**** Study text
Big Data 15 min read

Mastering Kafka: High‑Throughput Distributed Messaging Explained

This comprehensive guide introduces Kafka as a high‑throughput, distributed, publish‑subscribe messaging system, detailing its core concepts, architecture, features, replication, log management, reliability guarantees, and typical use cases such as log collection, real‑time analytics, and cross‑cluster mirroring.

Programmer DD
Programmer DD
Programmer DD
Mastering Kafka: High‑Throughput Distributed Messaging Explained

Kafka Introduction

Kafka is an open‑source, high‑throughput distributed messaging system originally developed by LinkedIn.

It provides a publish‑subscribe model that can be deployed on inexpensive PC servers to build large‑scale messaging platforms.

Kafka Overview

Kafka offers high throughput, low latency (processing hundreds of thousands of messages per second with millisecond latency), scalability through hot‑expansion, persistence, fault tolerance, and support for thousands of concurrent clients.

It supports both real‑time stream processing (e.g., Storm) and offline batch processing (e.g., Hadoop).

Kafka Features

High throughput, low latency: each topic can be split into multiple partitions; consumer groups consume partitions in parallel.

Scalability: clusters can be expanded without downtime.

Persistence and reliability: messages are written to local disks with replication.

Fault tolerance: the cluster can tolerate up to n‑1 node failures when there are n replicas.

High concurrency: thousands of clients can read and write simultaneously.

Supports both online and offline processing scenarios.
********
**** Record extracts
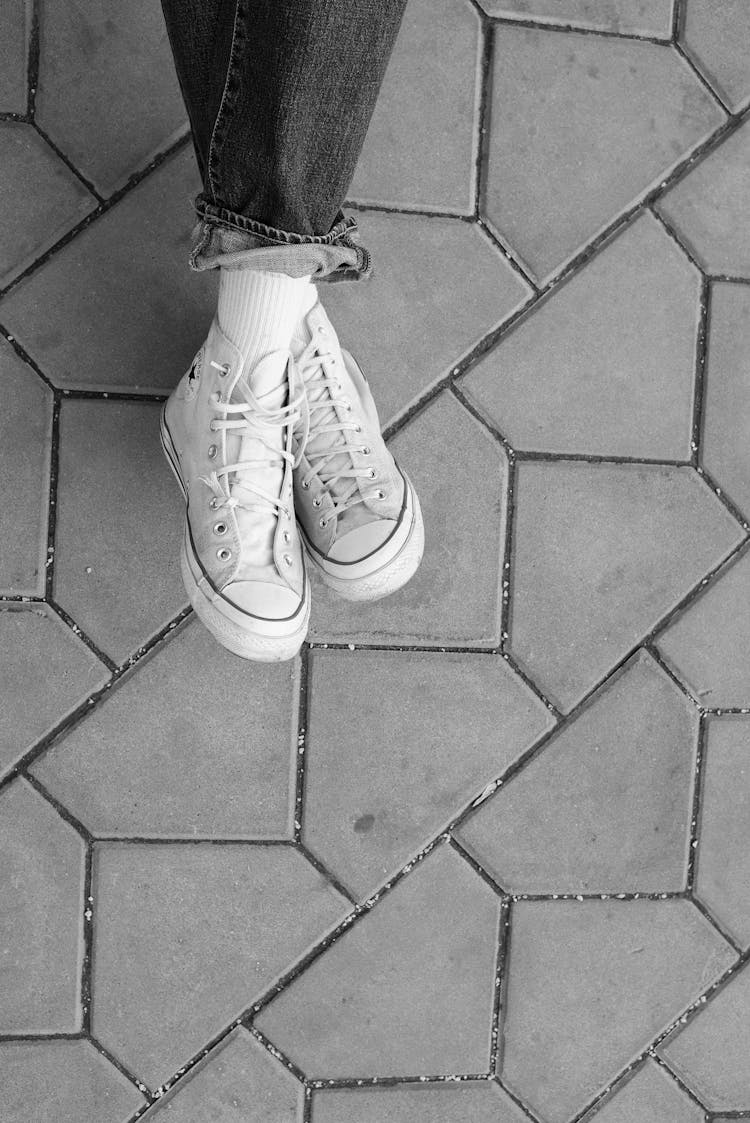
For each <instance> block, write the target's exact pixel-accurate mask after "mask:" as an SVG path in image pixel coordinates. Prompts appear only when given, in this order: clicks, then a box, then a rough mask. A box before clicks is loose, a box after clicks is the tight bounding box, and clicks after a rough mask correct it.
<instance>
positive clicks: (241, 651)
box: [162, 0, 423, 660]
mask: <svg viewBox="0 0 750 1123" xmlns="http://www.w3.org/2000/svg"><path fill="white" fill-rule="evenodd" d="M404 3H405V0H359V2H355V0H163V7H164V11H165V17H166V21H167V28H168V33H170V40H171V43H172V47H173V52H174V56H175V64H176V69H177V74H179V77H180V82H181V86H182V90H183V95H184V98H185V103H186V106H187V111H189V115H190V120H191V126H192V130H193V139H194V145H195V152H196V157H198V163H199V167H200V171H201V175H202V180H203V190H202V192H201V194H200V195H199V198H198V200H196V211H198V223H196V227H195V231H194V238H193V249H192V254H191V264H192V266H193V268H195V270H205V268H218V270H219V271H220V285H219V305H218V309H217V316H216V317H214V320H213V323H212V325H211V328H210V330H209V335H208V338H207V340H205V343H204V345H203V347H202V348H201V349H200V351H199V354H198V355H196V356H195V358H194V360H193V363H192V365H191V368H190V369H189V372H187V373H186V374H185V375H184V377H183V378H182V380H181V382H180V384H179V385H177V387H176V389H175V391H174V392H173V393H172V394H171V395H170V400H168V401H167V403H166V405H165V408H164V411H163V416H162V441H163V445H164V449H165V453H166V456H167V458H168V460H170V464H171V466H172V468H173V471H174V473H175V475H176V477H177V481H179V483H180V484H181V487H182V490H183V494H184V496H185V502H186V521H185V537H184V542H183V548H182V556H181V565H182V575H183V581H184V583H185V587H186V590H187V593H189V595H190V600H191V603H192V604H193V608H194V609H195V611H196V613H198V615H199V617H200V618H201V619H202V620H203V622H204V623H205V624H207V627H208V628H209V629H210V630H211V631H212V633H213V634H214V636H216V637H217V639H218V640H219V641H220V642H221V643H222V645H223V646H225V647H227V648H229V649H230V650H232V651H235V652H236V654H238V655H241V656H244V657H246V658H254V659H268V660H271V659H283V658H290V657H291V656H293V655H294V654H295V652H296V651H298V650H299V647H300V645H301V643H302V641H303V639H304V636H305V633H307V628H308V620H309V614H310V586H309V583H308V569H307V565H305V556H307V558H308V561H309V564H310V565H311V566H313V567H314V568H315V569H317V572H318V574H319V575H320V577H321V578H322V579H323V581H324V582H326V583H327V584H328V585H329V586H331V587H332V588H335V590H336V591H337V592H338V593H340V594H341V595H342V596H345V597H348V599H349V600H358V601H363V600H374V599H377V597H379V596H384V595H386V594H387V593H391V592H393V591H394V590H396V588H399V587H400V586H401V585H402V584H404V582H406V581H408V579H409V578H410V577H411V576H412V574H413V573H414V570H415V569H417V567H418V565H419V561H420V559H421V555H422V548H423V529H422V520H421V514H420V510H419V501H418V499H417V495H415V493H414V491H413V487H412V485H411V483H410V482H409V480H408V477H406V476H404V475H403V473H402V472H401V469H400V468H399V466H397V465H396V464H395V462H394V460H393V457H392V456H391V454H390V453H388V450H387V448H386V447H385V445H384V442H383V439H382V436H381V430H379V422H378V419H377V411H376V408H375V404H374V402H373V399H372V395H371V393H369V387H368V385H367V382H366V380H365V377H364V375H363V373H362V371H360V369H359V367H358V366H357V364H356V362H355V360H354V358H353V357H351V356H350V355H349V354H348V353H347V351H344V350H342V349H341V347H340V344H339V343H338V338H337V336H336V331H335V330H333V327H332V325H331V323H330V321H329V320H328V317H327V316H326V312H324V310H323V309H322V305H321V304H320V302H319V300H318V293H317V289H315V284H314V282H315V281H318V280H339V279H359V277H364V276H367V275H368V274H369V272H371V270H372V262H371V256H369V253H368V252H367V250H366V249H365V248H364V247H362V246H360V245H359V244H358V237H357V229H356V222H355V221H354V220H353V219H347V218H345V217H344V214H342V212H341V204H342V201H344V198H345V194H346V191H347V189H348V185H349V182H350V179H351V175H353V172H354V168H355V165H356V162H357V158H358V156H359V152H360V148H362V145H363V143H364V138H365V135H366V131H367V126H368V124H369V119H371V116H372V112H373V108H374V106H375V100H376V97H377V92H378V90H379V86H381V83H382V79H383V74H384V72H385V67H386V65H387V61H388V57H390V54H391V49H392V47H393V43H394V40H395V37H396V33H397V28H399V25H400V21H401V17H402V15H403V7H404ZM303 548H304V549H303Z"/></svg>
********
Exercise tasks
• 1. Please extract the passage of the Kafka article between "It supports both" and "and write simultaneously.", inclusive.
• 2. In the Kafka article, which company originally developed Kafka?

Answers below
• 1.
It supports both real‑time stream processing (e.g., Storm) and offline batch processing (e.g., Hadoop).

Kafka Features

High throughput, low latency: each topic can be split into multiple partitions; consumer groups consume partitions in parallel.

Scalability: clusters can be expanded without downtime.

Persistence and reliability: messages are written to local disks with replication.

Fault tolerance: the cluster can tolerate up to n‑1 node failures when there are n replicas.

High concurrency: thousands of clients can read and write simultaneously.

• 2. LinkedIn